_Source information:_
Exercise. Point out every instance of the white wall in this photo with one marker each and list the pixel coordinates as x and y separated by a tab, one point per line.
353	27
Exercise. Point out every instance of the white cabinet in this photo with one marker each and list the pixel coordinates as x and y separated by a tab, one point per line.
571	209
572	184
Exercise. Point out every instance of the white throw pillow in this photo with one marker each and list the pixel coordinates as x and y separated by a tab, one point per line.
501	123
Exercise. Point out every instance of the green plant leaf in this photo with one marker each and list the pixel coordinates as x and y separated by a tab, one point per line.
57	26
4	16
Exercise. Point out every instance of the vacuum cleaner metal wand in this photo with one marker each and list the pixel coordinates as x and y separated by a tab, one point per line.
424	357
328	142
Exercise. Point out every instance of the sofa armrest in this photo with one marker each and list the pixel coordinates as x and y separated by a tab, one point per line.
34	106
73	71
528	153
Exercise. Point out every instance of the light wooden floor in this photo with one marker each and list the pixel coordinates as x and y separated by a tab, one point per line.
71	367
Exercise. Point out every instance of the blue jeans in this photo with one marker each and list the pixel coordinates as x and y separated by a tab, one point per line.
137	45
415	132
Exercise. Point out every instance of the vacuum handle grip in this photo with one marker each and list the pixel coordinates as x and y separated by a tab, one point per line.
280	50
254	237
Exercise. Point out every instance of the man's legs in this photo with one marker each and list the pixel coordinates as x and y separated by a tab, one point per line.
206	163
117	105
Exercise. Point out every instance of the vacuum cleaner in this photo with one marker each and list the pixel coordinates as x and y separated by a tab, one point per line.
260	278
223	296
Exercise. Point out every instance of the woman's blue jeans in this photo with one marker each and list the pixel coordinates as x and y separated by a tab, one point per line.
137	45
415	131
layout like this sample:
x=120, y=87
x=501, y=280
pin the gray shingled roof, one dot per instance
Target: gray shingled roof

_Assigned task:_
Go through the data and copy each line exactly as it was written.

_Answer space:_
Exercise. Point out every instance of the white wall in this photo with one marker each and list the pixel coordinates as x and y separated by a tab, one point per line.
353	27
Exercise. Point out every instance of the white cabinet in this photo with one marker each and list the pixel coordinates as x and y separated by a tab, one point per line.
571	209
572	184
Exercise. Point out every instance of the white throw pillow in this photo with one marker each and list the pixel coordinates as x and y separated by a tab, one point per line.
501	123
Exercise. Point out every instance of the green plant leaf in this photo with one marker each and list the pixel coordinates as x and y separated by a tab, one point per line.
57	26
4	16
Exercise. Point out every instance of the vacuum cleaner metal wand in this photo with one marker each and list the pixel coordinates as x and y separated by a tab, one point per line.
424	357
328	142
Exercise. Point out every instance of the sofa armrest in this photo with one marker each and list the pixel coordinates as x and y separated by a tab, one point per line.
34	106
73	71
528	153
Exercise. Point out every instance of the light wooden floor in this photo with one marker each and list the pixel coordinates as x and y separated by a tab, one point per line.
71	367
Exercise. Point out every instance of the blue jeans in this photo with one marker each and list the pixel coordinates as x and y separated by a tab, one point per line.
137	45
415	132
Exercise. Point out every instance of the vacuum handle grip in this photo with one marker each and list the pixel coordinates as x and y separated by a tab, one point per line.
280	50
254	237
Exercise. Point out every instance of the man's legs in this photo with one marker each and list the pixel coordinates as x and y separated by a tab, one point per line.
206	163
117	105
Exercise. Point out every instance of the vacuum cleaner in this photo with one marker each and list the pixel coordinates as x and y separated by a tab, one point per line.
260	278
223	296
Exercise. Point out every instance of the woman's blue jeans in this photo with one marker each and list the pixel coordinates as x and y separated by a tab, one point per line.
137	45
415	131
layout like this sample:
x=120, y=87
x=501, y=280
pin the gray shingled roof, one dot per instance
Target: gray shingled roof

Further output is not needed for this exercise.